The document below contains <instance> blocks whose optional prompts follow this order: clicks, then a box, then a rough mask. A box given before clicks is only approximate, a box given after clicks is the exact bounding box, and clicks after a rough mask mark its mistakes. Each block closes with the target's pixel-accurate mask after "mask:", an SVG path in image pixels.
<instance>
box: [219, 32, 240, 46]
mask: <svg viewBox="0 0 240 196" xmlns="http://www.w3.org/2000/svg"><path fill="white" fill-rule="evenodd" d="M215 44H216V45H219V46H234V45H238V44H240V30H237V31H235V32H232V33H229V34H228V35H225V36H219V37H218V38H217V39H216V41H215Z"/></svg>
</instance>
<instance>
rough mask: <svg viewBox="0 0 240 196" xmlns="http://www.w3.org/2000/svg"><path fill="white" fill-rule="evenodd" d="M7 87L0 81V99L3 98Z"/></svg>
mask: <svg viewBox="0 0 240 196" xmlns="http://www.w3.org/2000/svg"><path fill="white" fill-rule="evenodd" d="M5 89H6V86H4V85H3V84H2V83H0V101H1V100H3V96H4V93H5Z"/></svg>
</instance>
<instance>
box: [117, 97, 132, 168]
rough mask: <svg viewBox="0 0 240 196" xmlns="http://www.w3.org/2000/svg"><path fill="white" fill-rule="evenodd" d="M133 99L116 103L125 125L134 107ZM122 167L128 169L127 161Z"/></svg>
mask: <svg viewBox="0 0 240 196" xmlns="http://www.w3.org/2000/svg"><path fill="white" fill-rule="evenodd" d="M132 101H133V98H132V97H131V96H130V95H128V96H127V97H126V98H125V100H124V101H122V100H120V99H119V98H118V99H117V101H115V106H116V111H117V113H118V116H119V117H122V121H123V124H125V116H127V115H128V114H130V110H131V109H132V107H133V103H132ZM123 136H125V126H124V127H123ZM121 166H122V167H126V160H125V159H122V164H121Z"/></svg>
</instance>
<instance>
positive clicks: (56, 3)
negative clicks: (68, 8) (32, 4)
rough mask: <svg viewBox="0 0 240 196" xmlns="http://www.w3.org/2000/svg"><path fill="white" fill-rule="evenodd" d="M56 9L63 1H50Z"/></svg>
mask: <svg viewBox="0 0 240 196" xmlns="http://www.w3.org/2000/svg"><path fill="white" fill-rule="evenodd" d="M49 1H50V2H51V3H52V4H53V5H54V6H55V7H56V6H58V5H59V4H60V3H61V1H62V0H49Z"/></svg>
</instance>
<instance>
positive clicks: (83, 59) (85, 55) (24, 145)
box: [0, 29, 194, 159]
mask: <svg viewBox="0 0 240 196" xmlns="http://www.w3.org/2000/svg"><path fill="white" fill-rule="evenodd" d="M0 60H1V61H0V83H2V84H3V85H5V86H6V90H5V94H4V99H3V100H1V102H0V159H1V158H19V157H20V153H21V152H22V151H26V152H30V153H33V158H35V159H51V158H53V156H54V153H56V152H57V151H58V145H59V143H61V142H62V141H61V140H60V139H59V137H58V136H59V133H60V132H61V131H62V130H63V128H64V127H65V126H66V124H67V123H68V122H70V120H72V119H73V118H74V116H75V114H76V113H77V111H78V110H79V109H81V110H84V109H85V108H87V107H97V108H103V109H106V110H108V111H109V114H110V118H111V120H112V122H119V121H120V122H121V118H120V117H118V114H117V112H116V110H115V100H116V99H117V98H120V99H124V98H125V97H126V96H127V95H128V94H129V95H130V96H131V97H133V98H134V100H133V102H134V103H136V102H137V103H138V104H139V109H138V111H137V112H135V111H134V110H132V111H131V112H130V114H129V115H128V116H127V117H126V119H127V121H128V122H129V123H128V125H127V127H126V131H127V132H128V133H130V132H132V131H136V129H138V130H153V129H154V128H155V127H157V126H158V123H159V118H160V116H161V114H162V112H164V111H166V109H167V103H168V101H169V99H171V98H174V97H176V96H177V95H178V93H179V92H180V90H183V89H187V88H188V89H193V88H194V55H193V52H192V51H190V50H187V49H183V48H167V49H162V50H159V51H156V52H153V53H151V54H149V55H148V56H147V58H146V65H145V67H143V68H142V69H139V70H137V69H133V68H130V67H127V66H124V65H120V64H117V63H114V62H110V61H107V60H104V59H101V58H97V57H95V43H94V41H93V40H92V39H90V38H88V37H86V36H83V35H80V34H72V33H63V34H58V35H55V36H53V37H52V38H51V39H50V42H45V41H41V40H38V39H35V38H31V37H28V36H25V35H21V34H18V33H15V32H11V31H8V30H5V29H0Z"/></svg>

____________

→ **What the exercise asks**: Every line above that holds the word "positive" should be copied out.

→ **Exercise response**:
positive clicks: (56, 3)
positive clicks: (83, 59) (85, 55) (24, 145)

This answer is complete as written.